Records for the task:
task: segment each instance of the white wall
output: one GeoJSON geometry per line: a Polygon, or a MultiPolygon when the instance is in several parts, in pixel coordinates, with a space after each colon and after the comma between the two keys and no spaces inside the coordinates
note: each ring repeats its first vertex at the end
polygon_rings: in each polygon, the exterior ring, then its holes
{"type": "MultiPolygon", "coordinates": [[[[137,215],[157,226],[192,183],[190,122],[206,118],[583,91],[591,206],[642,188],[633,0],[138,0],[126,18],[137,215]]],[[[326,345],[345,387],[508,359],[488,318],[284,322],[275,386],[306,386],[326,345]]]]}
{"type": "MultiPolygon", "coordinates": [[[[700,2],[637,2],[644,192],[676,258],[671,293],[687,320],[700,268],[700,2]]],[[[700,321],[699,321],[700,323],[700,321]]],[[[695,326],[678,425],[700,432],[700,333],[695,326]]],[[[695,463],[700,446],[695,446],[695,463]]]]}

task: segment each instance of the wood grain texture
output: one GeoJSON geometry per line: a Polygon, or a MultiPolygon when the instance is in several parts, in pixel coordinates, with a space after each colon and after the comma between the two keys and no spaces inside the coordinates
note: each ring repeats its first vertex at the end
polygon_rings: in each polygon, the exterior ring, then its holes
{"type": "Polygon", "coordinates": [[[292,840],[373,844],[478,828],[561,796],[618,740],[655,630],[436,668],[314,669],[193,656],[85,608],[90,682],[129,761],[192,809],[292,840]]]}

--

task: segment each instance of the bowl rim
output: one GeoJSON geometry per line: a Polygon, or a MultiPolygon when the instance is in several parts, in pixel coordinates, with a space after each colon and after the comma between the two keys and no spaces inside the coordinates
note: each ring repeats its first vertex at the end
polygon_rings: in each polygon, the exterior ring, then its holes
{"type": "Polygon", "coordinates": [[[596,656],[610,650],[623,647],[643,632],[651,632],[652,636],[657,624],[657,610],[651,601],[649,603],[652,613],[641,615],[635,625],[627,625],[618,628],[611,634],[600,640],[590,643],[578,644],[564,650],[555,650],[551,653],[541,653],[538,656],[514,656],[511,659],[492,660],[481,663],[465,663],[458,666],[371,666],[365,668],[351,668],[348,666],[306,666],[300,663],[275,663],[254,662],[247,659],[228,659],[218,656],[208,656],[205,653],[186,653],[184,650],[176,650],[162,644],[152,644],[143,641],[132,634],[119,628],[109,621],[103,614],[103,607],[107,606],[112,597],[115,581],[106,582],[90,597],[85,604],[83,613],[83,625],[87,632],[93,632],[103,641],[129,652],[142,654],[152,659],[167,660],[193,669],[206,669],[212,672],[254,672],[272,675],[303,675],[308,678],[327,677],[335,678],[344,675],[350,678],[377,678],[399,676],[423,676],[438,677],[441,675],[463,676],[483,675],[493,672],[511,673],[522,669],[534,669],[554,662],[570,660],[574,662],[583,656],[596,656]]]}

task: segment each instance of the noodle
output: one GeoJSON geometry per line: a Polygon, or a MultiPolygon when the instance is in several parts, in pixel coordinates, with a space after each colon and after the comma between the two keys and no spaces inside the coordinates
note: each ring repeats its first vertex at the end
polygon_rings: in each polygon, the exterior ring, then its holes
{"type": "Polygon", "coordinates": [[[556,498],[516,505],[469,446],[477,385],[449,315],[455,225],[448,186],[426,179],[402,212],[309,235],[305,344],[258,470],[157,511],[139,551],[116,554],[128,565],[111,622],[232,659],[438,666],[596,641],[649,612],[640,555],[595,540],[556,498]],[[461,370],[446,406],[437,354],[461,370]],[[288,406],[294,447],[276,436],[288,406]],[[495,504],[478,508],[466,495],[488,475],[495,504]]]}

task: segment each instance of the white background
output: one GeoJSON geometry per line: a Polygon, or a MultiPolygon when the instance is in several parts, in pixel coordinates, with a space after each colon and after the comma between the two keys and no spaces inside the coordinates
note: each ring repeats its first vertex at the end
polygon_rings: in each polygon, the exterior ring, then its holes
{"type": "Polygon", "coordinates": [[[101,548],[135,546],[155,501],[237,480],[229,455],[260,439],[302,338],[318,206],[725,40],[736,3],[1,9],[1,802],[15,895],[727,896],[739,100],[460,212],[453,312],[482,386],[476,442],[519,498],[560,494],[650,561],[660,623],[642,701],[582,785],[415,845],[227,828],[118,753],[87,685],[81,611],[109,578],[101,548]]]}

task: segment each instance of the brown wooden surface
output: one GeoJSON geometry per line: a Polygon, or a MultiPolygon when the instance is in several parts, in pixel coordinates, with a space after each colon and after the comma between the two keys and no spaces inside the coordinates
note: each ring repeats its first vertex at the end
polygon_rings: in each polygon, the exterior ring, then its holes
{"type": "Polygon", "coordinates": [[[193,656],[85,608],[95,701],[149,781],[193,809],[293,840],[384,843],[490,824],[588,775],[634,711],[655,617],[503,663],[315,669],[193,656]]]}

Requirement: Could you state how many lines in the listing include the string "white"? Only the number is wanted.

Solution to this problem: 2